Input for this task
##############################
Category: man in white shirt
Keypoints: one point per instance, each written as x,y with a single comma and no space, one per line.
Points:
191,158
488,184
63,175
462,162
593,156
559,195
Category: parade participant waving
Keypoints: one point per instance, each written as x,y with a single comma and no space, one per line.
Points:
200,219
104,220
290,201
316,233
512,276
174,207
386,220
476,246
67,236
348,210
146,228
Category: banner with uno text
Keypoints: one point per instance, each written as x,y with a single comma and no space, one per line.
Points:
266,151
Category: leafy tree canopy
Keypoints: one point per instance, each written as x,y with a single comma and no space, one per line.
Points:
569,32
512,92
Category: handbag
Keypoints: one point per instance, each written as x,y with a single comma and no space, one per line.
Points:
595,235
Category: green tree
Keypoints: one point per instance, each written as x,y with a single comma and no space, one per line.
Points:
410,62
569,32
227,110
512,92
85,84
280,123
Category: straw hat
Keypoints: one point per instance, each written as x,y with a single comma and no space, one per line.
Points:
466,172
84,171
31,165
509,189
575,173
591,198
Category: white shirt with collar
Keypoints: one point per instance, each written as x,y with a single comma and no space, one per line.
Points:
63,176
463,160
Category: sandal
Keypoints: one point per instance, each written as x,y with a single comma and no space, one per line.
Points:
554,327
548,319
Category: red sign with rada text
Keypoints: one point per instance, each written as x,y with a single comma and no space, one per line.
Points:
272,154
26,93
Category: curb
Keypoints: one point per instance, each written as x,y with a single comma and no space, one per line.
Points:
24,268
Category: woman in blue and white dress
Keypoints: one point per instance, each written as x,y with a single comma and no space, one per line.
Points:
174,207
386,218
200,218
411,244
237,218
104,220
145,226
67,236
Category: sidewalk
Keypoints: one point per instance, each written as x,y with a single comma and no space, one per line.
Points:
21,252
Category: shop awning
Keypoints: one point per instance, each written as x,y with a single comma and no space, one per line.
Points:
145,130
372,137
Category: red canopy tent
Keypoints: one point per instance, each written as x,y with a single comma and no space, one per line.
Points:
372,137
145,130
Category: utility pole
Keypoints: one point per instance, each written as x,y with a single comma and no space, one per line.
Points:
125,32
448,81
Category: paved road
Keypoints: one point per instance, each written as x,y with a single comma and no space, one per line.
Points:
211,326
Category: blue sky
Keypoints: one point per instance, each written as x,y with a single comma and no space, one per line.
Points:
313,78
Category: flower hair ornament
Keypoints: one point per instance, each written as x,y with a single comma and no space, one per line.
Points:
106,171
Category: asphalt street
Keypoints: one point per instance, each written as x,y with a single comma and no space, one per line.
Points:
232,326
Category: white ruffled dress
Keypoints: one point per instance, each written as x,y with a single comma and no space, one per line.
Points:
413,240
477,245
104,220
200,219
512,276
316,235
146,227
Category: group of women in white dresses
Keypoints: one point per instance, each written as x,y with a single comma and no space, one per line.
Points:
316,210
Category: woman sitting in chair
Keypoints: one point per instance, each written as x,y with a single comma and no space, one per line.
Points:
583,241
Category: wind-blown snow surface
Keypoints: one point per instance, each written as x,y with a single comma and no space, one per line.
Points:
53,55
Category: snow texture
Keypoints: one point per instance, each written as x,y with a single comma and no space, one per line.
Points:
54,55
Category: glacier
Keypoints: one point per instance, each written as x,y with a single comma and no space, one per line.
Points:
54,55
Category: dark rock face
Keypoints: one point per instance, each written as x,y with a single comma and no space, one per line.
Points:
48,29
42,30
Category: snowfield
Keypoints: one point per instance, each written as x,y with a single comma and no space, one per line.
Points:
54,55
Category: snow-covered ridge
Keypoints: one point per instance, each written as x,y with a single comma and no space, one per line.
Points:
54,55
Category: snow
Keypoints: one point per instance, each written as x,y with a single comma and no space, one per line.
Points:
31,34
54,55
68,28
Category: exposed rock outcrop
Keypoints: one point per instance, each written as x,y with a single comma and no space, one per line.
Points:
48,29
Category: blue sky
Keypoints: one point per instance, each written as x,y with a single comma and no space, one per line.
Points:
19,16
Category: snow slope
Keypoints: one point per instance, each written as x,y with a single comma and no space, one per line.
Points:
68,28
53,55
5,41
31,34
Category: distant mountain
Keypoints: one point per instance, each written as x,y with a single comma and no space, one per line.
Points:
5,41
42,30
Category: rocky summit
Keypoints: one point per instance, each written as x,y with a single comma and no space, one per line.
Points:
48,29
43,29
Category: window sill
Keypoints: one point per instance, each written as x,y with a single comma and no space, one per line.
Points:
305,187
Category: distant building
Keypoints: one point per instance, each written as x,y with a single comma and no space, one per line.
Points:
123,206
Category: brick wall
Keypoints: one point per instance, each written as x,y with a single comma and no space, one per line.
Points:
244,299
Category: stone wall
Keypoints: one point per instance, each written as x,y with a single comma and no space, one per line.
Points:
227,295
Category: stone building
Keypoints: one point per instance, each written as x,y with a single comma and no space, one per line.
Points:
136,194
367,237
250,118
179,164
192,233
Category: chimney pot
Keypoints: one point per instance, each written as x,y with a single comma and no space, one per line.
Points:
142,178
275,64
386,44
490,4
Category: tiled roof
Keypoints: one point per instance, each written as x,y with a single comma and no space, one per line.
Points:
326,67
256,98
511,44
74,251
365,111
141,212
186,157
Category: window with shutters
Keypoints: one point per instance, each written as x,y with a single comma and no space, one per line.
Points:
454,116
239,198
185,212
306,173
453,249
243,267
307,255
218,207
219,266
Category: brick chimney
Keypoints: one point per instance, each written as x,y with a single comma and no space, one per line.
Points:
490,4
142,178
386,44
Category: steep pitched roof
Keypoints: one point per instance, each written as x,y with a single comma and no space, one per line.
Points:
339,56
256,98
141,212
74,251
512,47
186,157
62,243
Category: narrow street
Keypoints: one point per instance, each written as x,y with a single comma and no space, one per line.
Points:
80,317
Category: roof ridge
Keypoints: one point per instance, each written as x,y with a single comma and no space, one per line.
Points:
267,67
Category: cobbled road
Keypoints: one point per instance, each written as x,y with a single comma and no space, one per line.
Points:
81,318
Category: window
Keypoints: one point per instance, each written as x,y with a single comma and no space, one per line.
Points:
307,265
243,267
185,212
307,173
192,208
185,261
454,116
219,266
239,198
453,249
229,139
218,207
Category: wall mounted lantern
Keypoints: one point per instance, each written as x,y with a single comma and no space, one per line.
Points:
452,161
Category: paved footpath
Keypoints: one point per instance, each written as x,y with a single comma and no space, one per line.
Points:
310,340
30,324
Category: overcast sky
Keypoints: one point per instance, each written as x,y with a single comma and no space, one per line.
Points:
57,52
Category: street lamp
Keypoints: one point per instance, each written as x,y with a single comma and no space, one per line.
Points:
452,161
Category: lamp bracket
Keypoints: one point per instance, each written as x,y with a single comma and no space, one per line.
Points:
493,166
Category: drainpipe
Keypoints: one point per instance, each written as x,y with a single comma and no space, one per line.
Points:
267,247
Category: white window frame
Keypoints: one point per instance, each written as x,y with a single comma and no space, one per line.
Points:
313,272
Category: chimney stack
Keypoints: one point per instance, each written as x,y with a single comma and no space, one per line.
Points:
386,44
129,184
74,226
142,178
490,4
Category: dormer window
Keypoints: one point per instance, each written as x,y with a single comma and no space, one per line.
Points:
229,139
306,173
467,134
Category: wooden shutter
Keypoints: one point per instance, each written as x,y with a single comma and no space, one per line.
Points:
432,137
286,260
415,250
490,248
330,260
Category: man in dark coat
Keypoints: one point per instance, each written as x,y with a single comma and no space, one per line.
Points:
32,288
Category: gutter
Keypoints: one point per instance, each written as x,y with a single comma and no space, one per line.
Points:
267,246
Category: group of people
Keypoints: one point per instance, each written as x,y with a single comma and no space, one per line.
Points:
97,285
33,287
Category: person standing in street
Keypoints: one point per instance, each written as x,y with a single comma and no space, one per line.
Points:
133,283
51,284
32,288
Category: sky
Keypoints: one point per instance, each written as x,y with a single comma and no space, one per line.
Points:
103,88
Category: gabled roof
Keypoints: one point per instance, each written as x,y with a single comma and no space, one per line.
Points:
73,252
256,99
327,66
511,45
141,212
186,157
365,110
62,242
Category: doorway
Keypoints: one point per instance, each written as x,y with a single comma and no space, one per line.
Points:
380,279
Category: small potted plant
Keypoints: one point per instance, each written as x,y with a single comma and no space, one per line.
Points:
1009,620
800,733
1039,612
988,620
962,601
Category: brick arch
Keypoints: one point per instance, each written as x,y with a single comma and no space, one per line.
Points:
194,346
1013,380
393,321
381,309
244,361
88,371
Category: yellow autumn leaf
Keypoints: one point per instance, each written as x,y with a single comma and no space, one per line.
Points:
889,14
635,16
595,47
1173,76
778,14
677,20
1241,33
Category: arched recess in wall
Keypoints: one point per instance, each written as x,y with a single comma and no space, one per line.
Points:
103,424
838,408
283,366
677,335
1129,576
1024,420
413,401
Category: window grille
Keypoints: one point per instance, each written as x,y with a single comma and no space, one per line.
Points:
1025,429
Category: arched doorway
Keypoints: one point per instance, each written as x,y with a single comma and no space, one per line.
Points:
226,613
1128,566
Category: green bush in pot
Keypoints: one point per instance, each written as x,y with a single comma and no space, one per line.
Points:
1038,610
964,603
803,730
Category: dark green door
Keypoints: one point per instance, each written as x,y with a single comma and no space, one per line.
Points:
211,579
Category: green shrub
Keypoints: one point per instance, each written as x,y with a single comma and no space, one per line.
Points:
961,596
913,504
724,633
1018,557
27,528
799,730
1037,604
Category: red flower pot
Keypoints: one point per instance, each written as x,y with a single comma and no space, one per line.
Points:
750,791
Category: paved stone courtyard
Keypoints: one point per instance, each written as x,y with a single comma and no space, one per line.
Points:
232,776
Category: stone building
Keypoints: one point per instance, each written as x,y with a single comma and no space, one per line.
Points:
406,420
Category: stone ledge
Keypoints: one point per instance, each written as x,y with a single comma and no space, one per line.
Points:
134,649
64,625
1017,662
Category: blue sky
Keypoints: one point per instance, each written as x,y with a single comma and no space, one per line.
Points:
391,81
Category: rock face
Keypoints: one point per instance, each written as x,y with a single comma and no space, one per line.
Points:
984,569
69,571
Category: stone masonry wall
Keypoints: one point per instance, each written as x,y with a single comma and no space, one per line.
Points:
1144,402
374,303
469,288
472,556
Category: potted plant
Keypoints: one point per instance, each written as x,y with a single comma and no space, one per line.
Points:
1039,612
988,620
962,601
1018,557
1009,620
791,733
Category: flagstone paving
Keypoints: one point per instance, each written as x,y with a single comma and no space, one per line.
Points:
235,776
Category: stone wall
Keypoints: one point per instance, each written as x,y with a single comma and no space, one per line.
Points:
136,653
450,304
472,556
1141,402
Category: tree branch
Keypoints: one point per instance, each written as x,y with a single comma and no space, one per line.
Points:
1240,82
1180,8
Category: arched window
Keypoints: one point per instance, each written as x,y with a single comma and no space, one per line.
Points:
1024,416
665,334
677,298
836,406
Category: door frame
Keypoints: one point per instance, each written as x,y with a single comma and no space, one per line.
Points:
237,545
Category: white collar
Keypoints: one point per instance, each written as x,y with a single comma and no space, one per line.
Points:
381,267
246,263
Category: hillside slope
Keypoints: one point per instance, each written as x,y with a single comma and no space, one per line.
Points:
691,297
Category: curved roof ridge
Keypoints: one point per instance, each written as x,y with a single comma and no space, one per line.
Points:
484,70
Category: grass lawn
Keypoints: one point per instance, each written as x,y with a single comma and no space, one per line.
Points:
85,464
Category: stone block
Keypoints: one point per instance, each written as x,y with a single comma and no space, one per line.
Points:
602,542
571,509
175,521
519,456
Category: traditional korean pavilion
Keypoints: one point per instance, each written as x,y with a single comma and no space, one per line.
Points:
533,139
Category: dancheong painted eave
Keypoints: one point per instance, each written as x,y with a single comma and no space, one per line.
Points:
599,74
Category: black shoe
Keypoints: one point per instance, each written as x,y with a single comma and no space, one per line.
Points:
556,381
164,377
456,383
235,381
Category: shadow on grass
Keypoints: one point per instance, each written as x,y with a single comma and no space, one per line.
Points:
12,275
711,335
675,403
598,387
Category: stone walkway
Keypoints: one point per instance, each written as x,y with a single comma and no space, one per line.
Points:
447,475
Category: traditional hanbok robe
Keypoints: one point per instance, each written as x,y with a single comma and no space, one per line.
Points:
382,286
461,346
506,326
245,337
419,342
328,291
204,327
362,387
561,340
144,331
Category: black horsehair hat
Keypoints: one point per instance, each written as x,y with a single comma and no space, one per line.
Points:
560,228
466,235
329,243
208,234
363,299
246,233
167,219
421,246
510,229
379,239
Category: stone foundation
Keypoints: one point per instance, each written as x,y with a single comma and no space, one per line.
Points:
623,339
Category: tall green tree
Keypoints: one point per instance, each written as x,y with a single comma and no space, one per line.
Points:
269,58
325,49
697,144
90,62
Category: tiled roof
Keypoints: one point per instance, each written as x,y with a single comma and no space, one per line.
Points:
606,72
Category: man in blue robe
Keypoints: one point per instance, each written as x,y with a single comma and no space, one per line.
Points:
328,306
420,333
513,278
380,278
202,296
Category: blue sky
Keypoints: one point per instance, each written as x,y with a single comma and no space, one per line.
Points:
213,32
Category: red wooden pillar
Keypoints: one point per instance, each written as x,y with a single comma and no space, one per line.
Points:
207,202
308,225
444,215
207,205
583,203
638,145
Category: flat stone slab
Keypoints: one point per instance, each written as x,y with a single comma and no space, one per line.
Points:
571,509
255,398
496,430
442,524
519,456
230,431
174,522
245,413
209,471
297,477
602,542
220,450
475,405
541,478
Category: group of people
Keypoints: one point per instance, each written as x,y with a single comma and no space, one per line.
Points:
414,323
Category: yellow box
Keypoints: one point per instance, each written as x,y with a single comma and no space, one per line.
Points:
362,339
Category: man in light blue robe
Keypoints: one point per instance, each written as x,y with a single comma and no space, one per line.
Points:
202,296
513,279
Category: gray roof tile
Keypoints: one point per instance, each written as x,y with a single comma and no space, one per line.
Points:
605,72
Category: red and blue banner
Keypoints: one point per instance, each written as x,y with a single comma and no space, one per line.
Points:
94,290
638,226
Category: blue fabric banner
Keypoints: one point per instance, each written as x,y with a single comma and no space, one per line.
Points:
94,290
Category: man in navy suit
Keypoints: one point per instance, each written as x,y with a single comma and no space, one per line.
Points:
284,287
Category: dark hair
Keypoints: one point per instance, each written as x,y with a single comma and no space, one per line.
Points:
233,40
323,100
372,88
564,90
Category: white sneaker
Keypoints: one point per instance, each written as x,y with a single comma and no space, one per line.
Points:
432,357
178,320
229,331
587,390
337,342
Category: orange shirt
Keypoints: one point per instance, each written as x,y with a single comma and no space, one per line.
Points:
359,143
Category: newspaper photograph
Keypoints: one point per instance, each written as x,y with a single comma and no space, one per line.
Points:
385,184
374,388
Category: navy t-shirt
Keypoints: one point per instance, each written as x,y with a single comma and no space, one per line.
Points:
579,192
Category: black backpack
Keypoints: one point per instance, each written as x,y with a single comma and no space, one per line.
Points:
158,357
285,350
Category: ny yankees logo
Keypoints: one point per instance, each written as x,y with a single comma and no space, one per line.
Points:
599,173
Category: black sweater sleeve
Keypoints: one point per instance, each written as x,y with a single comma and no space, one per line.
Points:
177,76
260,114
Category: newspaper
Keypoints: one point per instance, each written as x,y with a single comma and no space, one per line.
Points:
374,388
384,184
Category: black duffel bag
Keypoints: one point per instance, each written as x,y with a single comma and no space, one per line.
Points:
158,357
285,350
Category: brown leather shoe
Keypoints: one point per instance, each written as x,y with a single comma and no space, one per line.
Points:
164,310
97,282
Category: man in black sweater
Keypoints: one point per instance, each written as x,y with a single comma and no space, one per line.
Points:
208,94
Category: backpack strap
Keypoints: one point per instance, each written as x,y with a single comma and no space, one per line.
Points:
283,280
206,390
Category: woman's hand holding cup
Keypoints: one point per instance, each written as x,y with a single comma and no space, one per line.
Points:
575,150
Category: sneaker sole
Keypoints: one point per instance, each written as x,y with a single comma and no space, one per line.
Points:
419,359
##############################
What you are asked to do
Repeat exactly the lines from the line containing "Category: man in black sweater" through the last line of the records above, including both, and nothing else.

Full output
Category: man in black sweater
Keypoints: one point per instance, each written as x,y with a single comma and no space, one per line.
Points:
208,94
Category: backpack strap
Keypoints: one point per instance, each written as x,y with a single comma and no space, one per line.
Points:
283,280
206,390
Category: woman's hand holding cup
Keypoints: one point per instance, each written as x,y with a single comma and no space, one per line.
Points:
575,150
Category: sneaker sole
Keypoints: one point per instance, each written as x,y with a single comma and no space, one per line.
Points:
419,359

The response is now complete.